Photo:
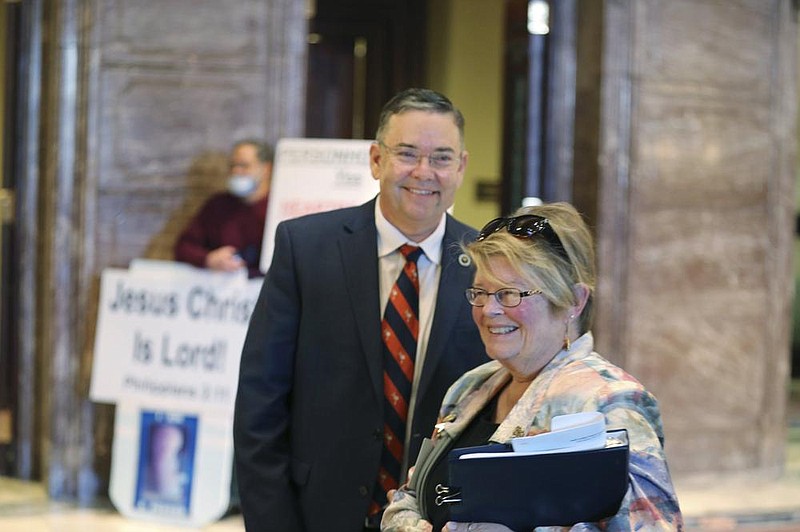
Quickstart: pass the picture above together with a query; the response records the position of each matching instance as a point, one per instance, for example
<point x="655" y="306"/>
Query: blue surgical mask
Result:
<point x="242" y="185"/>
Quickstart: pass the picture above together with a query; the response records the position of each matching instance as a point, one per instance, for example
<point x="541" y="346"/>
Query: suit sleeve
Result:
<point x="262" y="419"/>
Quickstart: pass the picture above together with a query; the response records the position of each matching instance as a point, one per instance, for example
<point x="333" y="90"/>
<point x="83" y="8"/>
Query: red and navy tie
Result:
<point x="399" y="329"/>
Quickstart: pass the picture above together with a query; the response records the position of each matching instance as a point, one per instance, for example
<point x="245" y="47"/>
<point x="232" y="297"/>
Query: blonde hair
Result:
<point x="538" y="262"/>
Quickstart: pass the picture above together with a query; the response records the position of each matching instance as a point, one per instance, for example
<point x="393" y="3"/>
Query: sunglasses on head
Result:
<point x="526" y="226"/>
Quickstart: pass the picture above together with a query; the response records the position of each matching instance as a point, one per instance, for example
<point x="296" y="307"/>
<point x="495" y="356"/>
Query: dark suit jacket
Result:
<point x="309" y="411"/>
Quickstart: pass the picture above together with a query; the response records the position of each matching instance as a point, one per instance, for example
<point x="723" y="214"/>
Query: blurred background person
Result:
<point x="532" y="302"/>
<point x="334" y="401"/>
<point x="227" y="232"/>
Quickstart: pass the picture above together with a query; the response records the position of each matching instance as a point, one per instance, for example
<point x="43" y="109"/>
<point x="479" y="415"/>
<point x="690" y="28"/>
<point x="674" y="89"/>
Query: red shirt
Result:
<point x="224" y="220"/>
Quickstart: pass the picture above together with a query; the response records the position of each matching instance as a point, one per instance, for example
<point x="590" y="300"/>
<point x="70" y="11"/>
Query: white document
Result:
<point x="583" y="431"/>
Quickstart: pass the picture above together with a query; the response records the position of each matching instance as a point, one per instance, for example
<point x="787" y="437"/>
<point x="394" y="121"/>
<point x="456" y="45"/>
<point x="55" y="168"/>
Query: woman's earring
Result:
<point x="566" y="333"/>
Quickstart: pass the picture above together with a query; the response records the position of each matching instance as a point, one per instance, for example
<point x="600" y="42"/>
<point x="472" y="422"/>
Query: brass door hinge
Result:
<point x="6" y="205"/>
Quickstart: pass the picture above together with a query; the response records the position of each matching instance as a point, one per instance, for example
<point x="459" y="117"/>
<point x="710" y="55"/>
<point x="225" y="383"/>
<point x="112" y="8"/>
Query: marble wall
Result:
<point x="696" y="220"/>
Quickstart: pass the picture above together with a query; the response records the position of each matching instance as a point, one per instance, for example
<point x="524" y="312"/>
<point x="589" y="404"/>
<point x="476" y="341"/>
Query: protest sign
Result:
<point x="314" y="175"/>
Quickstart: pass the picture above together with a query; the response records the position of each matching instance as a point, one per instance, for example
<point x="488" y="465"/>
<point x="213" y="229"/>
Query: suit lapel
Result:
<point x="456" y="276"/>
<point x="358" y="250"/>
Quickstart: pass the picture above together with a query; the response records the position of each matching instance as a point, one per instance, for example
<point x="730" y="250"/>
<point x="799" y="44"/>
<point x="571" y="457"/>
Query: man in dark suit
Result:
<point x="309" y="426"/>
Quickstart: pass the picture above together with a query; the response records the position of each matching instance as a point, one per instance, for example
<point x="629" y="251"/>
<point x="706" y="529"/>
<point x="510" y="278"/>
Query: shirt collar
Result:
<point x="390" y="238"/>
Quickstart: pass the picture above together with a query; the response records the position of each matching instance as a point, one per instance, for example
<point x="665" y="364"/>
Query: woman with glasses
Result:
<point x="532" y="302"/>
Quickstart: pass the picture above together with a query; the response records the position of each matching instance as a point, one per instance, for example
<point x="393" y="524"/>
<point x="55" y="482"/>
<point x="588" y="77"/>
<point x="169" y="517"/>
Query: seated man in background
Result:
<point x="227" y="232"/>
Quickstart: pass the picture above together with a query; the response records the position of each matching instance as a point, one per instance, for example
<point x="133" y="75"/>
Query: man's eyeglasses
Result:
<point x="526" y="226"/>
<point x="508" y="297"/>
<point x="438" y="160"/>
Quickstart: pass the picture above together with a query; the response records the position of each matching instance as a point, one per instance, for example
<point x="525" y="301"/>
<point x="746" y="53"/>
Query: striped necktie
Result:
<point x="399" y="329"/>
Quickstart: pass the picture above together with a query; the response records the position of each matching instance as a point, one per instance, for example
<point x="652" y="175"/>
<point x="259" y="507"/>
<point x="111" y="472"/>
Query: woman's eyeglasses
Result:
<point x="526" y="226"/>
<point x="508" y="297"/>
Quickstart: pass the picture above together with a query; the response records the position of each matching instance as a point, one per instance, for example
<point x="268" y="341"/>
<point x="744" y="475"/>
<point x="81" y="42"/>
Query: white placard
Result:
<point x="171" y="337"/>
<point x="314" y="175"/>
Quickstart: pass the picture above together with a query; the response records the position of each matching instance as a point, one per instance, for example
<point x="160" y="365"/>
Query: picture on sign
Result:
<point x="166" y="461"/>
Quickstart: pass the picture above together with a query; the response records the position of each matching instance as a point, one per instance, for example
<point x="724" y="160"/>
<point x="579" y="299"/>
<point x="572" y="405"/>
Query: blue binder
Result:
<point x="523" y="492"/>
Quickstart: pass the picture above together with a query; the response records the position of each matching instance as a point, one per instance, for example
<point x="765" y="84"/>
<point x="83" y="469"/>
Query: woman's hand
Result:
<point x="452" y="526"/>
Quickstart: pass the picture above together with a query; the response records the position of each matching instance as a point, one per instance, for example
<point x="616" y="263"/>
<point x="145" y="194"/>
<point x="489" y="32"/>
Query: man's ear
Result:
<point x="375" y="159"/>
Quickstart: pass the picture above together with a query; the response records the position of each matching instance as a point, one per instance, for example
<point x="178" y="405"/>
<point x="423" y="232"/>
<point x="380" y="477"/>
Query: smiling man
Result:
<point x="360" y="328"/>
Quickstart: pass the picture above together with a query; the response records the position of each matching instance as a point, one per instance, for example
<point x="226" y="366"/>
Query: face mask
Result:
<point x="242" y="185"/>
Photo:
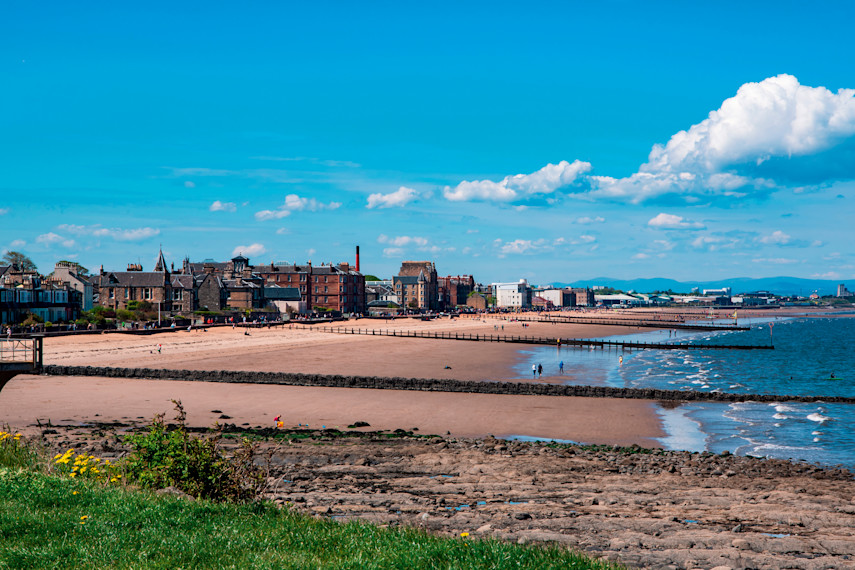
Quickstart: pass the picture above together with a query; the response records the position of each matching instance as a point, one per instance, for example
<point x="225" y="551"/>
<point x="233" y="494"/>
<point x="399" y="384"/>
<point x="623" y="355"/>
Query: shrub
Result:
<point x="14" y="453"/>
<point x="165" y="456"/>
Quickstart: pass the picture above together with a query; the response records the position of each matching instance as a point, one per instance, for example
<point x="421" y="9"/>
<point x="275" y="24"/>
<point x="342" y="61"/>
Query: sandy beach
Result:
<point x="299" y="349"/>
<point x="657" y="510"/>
########
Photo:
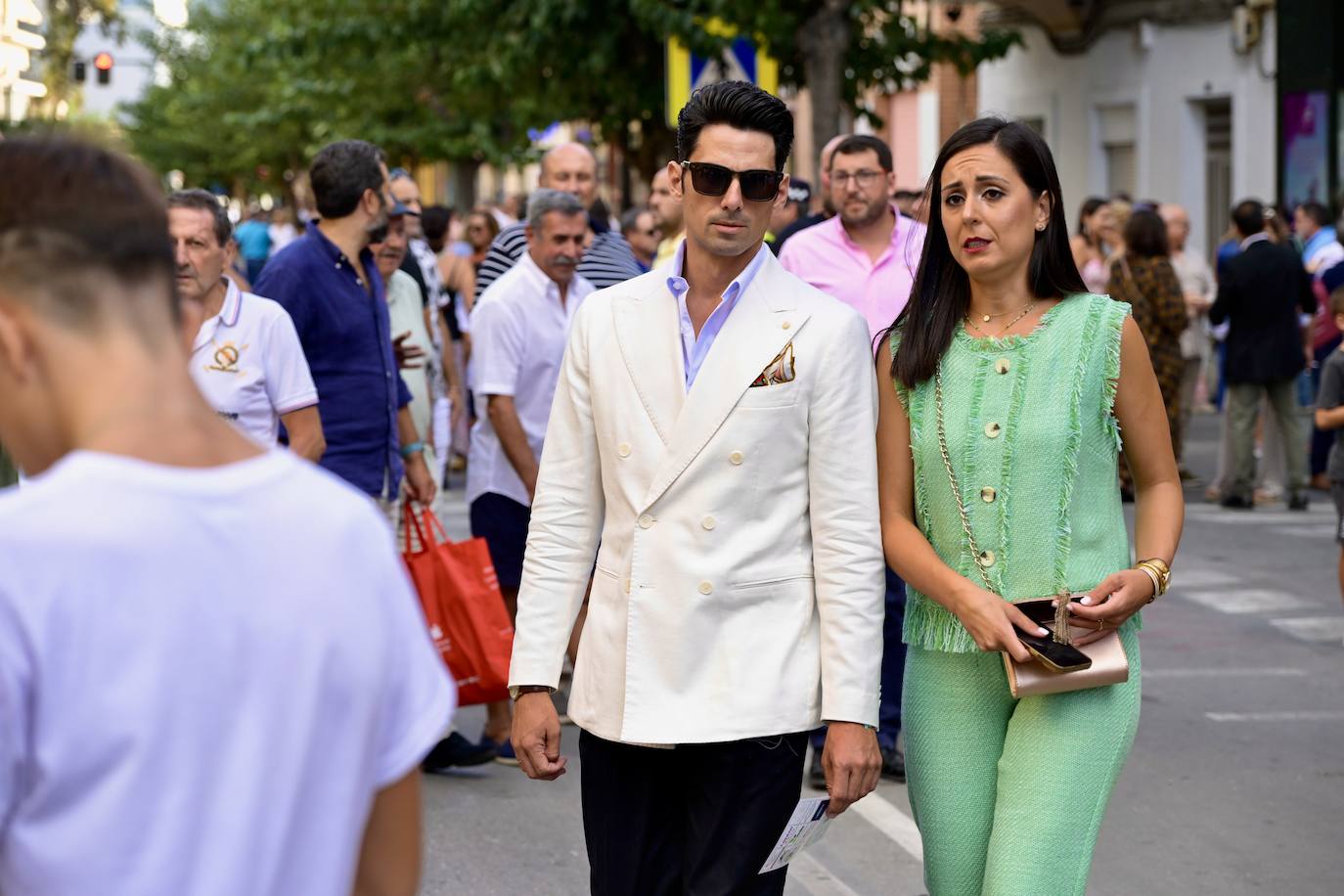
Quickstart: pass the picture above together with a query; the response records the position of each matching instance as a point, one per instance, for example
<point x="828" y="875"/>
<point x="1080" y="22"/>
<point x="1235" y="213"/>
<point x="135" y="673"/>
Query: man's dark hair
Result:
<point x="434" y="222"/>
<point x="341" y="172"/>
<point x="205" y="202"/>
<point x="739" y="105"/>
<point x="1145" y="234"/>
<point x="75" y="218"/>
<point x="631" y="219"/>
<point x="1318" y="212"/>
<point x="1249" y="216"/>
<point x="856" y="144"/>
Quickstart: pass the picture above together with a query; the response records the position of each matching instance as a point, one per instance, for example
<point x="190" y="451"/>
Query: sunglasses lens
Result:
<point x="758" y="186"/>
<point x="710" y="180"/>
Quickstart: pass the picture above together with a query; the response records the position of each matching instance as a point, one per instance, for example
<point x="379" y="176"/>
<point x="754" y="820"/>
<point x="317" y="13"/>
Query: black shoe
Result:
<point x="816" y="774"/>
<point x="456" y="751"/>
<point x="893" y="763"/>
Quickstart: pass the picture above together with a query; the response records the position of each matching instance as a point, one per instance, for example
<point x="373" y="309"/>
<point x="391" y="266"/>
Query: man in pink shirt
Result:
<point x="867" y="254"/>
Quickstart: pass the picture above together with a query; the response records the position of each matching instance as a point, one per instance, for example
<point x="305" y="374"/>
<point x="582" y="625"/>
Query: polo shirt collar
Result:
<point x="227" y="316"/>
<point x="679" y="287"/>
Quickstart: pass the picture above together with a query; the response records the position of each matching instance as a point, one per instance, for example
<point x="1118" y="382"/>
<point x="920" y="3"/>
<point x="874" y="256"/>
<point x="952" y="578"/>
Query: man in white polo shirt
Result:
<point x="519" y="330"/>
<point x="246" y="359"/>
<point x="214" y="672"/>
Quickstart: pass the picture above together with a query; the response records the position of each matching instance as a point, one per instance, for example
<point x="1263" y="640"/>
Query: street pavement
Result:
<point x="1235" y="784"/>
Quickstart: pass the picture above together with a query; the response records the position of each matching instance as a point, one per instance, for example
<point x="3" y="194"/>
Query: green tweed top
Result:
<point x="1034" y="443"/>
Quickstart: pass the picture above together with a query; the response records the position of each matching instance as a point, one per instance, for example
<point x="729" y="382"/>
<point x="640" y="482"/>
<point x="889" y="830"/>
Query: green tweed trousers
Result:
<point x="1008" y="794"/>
########
Requirements:
Which lines above contain the word "sunglasses"? Pull out each one and copy it in full.

Answer:
Query: sunglasses on head
Query: sunglasses lens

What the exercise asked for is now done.